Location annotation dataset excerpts
--------------------------------------------------
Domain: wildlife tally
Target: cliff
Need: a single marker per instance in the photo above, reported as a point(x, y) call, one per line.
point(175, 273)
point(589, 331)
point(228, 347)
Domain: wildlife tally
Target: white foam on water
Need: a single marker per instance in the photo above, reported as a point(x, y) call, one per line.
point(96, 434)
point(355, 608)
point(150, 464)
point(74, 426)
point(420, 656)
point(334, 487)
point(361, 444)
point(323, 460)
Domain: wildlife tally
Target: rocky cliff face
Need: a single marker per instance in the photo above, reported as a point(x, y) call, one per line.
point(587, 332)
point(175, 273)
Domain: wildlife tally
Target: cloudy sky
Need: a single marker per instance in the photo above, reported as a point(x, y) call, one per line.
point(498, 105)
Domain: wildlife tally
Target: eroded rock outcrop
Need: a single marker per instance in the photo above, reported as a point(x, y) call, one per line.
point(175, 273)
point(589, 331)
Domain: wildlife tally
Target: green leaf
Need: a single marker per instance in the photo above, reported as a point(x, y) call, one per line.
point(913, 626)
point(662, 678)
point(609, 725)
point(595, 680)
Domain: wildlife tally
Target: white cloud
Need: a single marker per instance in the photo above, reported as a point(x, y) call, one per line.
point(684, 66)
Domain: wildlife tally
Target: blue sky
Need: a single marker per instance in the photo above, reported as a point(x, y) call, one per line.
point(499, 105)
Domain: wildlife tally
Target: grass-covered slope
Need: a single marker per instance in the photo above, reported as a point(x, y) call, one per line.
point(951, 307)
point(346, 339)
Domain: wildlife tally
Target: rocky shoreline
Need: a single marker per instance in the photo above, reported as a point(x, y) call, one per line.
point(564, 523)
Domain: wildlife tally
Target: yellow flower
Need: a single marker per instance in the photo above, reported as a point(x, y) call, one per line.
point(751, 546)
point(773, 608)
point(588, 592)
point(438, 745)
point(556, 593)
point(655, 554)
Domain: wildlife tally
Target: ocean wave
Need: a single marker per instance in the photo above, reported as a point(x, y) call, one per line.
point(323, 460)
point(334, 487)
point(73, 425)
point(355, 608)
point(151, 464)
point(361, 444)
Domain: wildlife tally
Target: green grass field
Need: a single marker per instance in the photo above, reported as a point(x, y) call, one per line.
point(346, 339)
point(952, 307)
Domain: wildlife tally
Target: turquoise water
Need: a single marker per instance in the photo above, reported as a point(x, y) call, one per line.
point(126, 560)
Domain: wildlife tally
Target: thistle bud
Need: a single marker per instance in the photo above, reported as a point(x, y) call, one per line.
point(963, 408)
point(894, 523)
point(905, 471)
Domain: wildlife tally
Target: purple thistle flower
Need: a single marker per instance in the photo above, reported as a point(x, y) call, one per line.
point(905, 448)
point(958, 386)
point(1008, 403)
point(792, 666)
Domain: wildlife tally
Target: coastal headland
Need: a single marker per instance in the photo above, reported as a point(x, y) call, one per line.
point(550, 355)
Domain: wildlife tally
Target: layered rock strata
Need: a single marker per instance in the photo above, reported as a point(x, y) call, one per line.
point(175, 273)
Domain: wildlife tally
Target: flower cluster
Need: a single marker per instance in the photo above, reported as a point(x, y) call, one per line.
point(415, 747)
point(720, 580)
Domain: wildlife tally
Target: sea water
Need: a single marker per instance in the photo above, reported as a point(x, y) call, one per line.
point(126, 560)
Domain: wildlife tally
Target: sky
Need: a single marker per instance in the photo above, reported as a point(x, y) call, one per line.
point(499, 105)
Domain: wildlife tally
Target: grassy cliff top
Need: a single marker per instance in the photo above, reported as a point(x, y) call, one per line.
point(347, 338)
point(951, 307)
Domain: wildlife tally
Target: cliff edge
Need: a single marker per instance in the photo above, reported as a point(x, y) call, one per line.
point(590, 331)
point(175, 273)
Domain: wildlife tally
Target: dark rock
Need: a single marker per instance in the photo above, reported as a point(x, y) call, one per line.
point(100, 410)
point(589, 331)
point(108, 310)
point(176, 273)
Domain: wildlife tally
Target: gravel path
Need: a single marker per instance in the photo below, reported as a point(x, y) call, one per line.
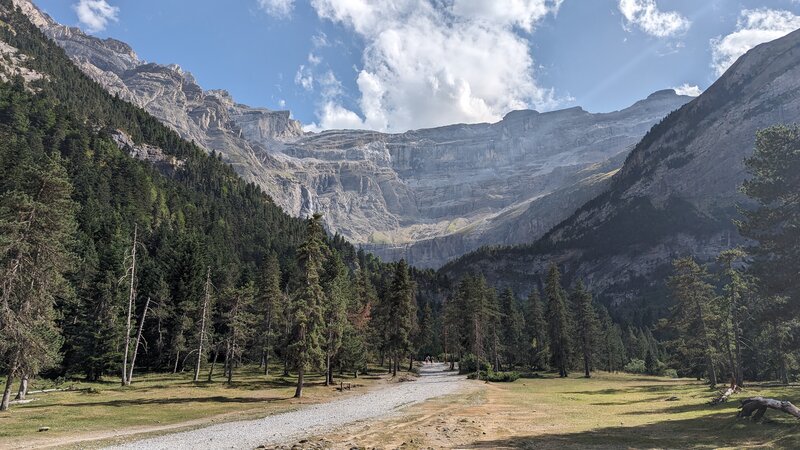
point(311, 420)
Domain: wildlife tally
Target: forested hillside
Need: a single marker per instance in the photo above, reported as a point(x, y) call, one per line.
point(676, 195)
point(169, 254)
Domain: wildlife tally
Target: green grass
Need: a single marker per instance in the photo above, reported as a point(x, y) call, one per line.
point(155, 401)
point(625, 411)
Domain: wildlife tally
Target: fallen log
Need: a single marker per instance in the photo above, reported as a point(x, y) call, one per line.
point(724, 395)
point(755, 407)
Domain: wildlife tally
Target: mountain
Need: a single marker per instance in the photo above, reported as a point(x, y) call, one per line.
point(424, 195)
point(676, 194)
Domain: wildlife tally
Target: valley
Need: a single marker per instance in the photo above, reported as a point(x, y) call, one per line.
point(181, 270)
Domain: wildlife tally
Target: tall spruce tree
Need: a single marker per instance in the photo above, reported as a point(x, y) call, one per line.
point(337, 296)
point(307, 326)
point(267, 305)
point(402, 315)
point(37, 225)
point(586, 326)
point(558, 322)
point(694, 312)
point(538, 347)
point(512, 326)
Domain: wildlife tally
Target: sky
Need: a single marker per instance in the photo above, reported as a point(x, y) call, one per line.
point(395, 65)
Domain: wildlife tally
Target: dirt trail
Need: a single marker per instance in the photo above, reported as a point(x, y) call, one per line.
point(312, 420)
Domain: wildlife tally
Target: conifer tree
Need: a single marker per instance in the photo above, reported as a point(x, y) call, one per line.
point(267, 304)
point(512, 326)
point(424, 337)
point(694, 311)
point(613, 348)
point(37, 223)
point(558, 322)
point(536, 332)
point(586, 330)
point(337, 293)
point(402, 315)
point(307, 326)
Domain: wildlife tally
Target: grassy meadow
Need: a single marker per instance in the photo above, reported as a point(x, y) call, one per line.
point(156, 403)
point(608, 411)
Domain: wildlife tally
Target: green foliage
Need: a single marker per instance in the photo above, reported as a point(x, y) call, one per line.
point(636, 366)
point(470, 364)
point(558, 322)
point(495, 377)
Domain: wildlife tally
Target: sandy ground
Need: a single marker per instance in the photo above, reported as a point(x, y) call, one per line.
point(325, 418)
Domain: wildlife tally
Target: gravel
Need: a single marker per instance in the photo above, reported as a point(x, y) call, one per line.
point(313, 419)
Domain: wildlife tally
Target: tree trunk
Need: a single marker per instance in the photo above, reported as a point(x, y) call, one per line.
point(328, 373)
point(228, 361)
point(299, 391)
point(131, 302)
point(759, 405)
point(202, 326)
point(138, 340)
point(9, 381)
point(712, 374)
point(213, 363)
point(177, 358)
point(586, 364)
point(23, 388)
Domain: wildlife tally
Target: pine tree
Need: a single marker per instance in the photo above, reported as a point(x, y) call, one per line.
point(424, 337)
point(307, 326)
point(536, 332)
point(586, 327)
point(558, 322)
point(238, 320)
point(694, 311)
point(402, 314)
point(512, 326)
point(613, 348)
point(36, 226)
point(337, 293)
point(267, 305)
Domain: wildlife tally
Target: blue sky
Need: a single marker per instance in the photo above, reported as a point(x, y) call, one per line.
point(400, 64)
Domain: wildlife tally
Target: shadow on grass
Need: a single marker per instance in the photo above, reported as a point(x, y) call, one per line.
point(165, 401)
point(652, 389)
point(717, 430)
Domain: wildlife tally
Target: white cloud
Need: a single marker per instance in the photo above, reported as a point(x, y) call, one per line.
point(314, 59)
point(280, 9)
point(646, 15)
point(692, 90)
point(95, 15)
point(430, 63)
point(755, 26)
point(304, 78)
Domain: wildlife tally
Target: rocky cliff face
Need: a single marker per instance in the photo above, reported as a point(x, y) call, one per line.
point(675, 195)
point(426, 195)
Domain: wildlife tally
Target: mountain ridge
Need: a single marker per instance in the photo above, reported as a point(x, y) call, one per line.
point(676, 194)
point(398, 195)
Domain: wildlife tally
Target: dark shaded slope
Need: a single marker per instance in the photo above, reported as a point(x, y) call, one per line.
point(675, 195)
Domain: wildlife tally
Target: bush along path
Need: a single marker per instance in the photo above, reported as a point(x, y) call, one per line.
point(434, 381)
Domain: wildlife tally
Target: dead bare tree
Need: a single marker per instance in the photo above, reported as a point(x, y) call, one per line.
point(201, 339)
point(138, 340)
point(131, 300)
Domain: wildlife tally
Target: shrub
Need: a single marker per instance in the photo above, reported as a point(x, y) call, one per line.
point(472, 363)
point(636, 366)
point(497, 377)
point(672, 373)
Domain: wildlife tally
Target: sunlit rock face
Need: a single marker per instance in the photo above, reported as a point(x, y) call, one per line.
point(676, 195)
point(424, 195)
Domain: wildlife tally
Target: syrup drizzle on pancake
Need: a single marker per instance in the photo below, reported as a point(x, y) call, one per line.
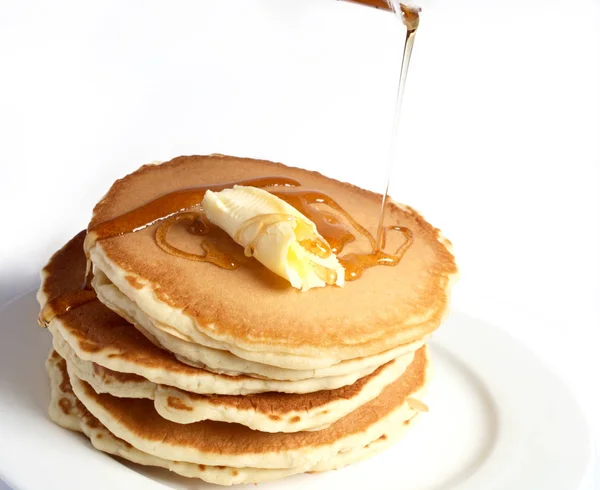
point(219, 249)
point(63, 303)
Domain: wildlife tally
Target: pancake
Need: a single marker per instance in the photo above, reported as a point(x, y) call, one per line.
point(217, 443)
point(92, 332)
point(255, 314)
point(66, 410)
point(130, 355)
point(223, 361)
point(267, 412)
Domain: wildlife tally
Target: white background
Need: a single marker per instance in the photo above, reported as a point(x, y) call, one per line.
point(499, 136)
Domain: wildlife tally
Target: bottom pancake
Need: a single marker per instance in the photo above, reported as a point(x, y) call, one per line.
point(266, 412)
point(66, 410)
point(219, 443)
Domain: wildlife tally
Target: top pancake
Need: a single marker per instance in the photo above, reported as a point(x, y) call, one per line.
point(251, 307)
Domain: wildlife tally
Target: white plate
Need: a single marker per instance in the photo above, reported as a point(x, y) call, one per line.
point(498, 420)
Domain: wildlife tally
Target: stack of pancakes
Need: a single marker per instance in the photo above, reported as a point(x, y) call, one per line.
point(233, 376)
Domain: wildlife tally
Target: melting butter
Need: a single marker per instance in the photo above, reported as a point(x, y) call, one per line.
point(276, 234)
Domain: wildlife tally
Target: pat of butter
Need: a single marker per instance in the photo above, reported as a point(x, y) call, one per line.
point(276, 234)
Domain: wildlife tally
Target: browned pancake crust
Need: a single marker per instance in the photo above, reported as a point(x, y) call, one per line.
point(260, 309)
point(95, 326)
point(139, 417)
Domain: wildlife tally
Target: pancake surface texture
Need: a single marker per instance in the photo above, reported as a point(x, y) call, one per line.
point(183, 352)
point(253, 313)
point(66, 410)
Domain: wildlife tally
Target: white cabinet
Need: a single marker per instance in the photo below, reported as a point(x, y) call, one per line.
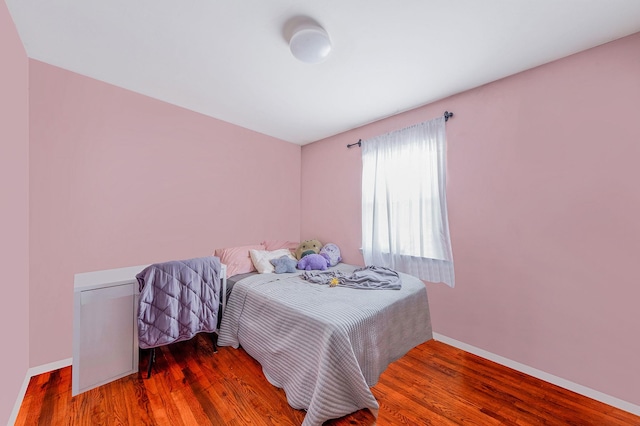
point(105, 333)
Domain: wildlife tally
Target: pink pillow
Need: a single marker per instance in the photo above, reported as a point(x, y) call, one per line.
point(280, 244)
point(237, 259)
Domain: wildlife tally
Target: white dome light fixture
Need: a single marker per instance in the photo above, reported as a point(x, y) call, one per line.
point(310, 43)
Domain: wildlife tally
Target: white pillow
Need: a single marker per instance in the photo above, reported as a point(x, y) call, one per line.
point(261, 259)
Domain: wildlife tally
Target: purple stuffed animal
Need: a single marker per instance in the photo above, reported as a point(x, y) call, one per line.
point(314, 261)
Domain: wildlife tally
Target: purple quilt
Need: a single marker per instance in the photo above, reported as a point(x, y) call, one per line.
point(178, 299)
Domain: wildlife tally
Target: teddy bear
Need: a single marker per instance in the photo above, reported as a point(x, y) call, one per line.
point(314, 261)
point(308, 247)
point(333, 252)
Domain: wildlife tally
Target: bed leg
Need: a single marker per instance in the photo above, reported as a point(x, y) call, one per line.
point(152, 359)
point(214, 338)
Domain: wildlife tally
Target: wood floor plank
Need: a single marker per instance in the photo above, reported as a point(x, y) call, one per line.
point(434, 384)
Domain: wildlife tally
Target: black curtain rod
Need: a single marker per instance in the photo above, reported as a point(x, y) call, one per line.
point(447, 116)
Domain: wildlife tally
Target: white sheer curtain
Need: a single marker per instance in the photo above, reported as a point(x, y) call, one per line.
point(404, 203)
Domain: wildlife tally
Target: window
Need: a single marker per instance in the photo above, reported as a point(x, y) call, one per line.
point(404, 211)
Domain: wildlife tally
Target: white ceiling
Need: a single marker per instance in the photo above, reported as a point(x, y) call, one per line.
point(230, 59)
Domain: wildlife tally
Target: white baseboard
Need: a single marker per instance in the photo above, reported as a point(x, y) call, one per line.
point(539, 374)
point(34, 371)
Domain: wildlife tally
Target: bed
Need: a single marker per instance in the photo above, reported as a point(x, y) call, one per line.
point(325, 346)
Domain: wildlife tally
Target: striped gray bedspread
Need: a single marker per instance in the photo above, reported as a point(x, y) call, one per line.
point(325, 346)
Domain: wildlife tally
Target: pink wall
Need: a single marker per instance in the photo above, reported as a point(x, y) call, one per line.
point(119, 179)
point(544, 212)
point(14, 223)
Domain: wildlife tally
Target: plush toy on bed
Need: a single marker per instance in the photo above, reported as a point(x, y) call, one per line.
point(308, 247)
point(314, 261)
point(333, 252)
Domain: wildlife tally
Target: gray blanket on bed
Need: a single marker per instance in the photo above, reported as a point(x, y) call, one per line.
point(367, 278)
point(178, 299)
point(325, 346)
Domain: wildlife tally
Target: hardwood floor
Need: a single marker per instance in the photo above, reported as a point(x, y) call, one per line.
point(433, 384)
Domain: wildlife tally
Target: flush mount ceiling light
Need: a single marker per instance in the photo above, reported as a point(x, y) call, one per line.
point(310, 43)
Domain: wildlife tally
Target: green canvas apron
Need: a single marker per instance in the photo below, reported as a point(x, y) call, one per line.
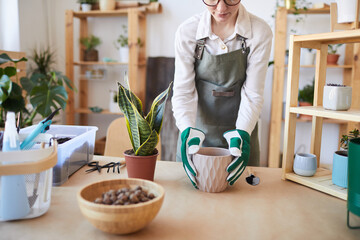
point(219, 79)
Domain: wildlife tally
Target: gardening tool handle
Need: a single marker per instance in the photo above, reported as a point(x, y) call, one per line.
point(250, 171)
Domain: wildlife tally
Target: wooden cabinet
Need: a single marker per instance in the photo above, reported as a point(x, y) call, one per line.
point(276, 121)
point(137, 55)
point(322, 179)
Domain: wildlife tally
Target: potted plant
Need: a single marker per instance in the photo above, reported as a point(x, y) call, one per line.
point(346, 10)
point(86, 5)
point(45, 90)
point(337, 97)
point(340, 160)
point(113, 104)
point(306, 98)
point(333, 56)
point(89, 44)
point(122, 44)
point(143, 131)
point(309, 56)
point(11, 98)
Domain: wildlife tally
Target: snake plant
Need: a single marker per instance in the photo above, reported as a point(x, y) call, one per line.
point(143, 130)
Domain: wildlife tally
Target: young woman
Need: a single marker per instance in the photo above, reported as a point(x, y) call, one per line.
point(221, 58)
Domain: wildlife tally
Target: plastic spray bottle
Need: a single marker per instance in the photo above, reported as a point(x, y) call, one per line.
point(14, 203)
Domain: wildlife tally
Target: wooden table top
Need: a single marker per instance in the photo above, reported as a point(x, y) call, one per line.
point(274, 209)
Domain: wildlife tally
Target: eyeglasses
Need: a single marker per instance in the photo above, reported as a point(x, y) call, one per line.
point(213, 3)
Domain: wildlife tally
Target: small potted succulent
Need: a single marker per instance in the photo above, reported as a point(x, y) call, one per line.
point(337, 97)
point(333, 56)
point(89, 44)
point(86, 5)
point(340, 160)
point(144, 131)
point(306, 98)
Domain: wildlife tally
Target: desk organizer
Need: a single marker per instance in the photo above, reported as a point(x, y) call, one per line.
point(25, 182)
point(72, 154)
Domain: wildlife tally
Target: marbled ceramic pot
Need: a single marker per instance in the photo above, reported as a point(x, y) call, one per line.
point(211, 164)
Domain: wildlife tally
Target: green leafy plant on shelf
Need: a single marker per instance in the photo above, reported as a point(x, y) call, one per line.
point(306, 94)
point(123, 40)
point(44, 88)
point(90, 43)
point(333, 48)
point(345, 139)
point(143, 130)
point(11, 98)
--------------------------------------------------
### Exercise
Gather every line of the records above that contains the string "grassy", copying each line in full. Matching is case-sensitive.

### The response
Target: grassy cliff top
Target: grassy meadow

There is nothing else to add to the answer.